Saved entries
* Begin *

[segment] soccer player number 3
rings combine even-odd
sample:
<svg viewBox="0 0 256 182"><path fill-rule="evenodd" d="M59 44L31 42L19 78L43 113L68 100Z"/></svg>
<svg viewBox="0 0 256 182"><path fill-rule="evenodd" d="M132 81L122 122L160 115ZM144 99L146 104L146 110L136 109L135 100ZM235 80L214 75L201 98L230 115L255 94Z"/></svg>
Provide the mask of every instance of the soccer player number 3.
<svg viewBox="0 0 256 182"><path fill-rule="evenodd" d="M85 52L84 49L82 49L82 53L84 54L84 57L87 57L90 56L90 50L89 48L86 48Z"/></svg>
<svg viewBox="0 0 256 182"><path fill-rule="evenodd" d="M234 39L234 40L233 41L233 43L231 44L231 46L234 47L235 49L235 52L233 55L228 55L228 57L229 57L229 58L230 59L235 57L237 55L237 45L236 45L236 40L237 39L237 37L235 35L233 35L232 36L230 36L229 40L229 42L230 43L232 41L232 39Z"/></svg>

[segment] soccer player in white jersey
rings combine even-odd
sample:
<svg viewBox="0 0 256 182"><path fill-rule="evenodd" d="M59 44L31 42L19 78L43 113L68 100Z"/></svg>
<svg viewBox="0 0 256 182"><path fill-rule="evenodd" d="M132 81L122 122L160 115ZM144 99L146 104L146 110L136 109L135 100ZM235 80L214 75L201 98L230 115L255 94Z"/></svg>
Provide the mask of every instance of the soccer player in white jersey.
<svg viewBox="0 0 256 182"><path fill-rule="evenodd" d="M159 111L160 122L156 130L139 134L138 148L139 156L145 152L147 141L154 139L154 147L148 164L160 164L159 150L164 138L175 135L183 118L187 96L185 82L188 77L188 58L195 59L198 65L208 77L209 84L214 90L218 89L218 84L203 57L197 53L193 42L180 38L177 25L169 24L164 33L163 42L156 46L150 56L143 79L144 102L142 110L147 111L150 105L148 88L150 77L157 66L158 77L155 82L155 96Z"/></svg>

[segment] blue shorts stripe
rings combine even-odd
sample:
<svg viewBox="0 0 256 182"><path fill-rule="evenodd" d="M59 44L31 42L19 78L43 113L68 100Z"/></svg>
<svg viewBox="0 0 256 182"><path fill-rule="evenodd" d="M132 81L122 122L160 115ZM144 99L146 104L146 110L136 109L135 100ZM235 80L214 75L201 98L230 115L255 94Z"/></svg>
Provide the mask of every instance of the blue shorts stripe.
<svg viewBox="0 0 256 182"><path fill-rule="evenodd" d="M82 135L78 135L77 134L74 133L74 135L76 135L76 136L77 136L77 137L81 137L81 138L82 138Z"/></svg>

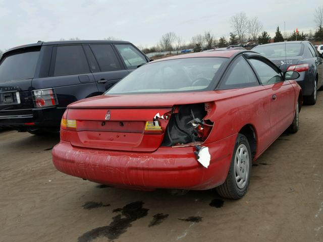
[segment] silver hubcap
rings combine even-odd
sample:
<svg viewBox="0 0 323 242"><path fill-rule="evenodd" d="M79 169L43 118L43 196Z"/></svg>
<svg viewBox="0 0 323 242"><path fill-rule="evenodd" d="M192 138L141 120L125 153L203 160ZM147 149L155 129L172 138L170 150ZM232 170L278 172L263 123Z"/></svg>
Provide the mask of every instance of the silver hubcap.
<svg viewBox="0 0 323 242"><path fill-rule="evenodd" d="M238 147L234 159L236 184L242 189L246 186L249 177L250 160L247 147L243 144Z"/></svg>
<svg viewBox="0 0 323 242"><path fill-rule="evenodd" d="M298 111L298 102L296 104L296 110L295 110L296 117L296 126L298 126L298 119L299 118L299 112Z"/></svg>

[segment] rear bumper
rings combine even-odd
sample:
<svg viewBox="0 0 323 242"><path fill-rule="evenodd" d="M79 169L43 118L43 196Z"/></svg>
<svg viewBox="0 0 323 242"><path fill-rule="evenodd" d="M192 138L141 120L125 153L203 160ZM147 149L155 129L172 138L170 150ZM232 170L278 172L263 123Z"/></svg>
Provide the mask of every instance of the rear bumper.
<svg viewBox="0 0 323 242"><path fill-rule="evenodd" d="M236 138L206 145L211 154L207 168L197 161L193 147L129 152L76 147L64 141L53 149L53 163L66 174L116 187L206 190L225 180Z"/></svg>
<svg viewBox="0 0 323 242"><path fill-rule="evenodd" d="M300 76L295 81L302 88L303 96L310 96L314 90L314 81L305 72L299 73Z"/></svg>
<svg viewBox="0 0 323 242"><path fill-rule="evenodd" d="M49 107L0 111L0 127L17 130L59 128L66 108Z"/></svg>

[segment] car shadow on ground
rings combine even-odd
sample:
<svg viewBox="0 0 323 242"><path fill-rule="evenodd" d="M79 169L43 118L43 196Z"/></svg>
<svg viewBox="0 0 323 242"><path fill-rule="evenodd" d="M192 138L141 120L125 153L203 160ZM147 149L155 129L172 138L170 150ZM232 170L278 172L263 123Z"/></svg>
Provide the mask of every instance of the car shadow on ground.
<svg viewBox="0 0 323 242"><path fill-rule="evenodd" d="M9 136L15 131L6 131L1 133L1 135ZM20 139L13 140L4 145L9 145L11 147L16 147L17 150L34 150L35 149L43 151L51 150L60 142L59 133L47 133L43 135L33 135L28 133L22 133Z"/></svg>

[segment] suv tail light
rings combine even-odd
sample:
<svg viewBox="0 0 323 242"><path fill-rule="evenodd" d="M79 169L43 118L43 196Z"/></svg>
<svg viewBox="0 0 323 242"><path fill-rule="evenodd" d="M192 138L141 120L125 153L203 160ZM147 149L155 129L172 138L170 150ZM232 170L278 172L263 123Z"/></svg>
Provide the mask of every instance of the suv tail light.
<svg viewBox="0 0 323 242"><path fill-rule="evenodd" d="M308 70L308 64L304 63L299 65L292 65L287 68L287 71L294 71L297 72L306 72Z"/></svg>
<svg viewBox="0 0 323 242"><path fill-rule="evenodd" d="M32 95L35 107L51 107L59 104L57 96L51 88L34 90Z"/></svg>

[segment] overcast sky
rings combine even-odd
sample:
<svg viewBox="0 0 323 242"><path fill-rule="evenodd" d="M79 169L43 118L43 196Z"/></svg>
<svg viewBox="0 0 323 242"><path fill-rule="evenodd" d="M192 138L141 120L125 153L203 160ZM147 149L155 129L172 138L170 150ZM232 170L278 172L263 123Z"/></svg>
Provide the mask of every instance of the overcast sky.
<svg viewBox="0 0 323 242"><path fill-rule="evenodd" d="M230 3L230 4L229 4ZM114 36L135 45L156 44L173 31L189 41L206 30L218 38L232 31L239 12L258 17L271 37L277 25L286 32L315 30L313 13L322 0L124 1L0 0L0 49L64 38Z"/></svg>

* End *

Description of the task:
Please give the listing's lines from the line with "[segment] suv tail light" up to and including the line with "95L35 107L51 107L59" as a Markdown table with the columns No. and Line, numbering each row and leaving out blank lines.

Reply to the exercise:
| No. | Line |
|---|---|
| 1 | [segment] suv tail light |
| 2 | rings combine even-odd |
| 3 | sample: |
| 4 | <svg viewBox="0 0 323 242"><path fill-rule="evenodd" d="M79 169L43 118L43 196Z"/></svg> |
| 5 | <svg viewBox="0 0 323 242"><path fill-rule="evenodd" d="M192 138L141 120L125 153L203 160ZM147 149L155 129L172 138L170 150ZM232 170L278 172L263 123Z"/></svg> |
| 6 | Provide the mask of every instance of the suv tail light. |
| 7 | <svg viewBox="0 0 323 242"><path fill-rule="evenodd" d="M308 70L308 64L304 63L299 65L292 65L287 68L287 71L294 71L297 72L306 72Z"/></svg> |
| 8 | <svg viewBox="0 0 323 242"><path fill-rule="evenodd" d="M32 95L35 107L51 107L59 104L57 96L51 88L34 90Z"/></svg> |